» **Items from a dataset**:
# # # # # # #

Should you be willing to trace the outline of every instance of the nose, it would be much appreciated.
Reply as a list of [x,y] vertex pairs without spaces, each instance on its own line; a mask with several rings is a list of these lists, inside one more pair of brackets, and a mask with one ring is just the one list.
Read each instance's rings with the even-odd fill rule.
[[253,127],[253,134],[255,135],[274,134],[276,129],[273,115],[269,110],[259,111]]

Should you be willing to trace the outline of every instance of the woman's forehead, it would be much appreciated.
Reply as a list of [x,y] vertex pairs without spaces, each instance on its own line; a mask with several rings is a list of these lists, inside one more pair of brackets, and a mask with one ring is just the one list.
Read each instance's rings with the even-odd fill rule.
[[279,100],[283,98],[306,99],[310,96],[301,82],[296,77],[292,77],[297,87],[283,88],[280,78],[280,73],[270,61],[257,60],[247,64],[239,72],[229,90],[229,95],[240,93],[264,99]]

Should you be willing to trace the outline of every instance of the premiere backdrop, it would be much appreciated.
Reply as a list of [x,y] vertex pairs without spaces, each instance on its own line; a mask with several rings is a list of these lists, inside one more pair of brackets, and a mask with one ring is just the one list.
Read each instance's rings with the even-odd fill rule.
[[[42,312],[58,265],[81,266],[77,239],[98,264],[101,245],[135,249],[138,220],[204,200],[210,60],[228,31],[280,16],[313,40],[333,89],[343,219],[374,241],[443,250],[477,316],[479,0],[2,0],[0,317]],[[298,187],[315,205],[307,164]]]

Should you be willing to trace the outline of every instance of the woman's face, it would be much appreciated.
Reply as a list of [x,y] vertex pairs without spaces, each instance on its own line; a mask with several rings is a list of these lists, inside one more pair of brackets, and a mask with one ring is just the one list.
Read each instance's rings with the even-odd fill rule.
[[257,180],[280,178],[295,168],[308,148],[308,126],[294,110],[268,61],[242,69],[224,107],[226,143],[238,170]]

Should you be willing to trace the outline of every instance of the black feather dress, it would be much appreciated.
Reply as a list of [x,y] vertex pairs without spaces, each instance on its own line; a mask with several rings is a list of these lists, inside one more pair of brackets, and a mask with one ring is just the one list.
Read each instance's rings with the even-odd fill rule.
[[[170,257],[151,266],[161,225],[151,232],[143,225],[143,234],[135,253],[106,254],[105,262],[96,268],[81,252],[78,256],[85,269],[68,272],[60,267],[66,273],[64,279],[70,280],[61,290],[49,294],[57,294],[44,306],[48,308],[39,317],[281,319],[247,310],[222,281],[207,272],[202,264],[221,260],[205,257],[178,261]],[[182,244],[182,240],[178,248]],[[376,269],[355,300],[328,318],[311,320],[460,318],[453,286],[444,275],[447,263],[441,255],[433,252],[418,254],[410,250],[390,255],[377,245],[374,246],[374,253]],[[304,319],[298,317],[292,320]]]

# # # # # # #

» **WHAT THE TASK REQUIRES**: Write out again every line from the one with "dress, it would be much appreciated." through the end of the data, requests included. Scale each coordinate in the answers by 0.85 and round to whole numbers, with halves rounded up.

» **FULL SOLUTION**:
Should you be willing to trace the outline of every instance of the black feather dress, it would be much appreciated.
Reply as a list of [x,y] vertex pairs without spaces, each instance on its own line; a mask with several rings is a list of these lists, inside one more pair of brackets, and a mask with one ring is just the one list.
Read each instance's rings with the even-odd fill rule.
[[[145,218],[128,226],[137,191],[128,197],[122,191],[122,199],[115,215],[90,216],[89,223],[82,228],[69,214],[66,218],[72,229],[58,231],[51,227],[56,232],[54,237],[60,238],[52,247],[42,250],[48,250],[37,260],[41,262],[33,269],[239,271],[210,264],[189,239],[176,231],[172,224],[188,221],[174,218],[151,222]],[[155,207],[155,204],[151,211]],[[320,229],[302,255],[279,270],[264,272],[391,270],[385,243],[377,234],[380,224],[375,217],[368,214],[355,216],[349,213],[332,217],[320,208],[318,209],[318,215]],[[258,271],[253,269],[248,272]]]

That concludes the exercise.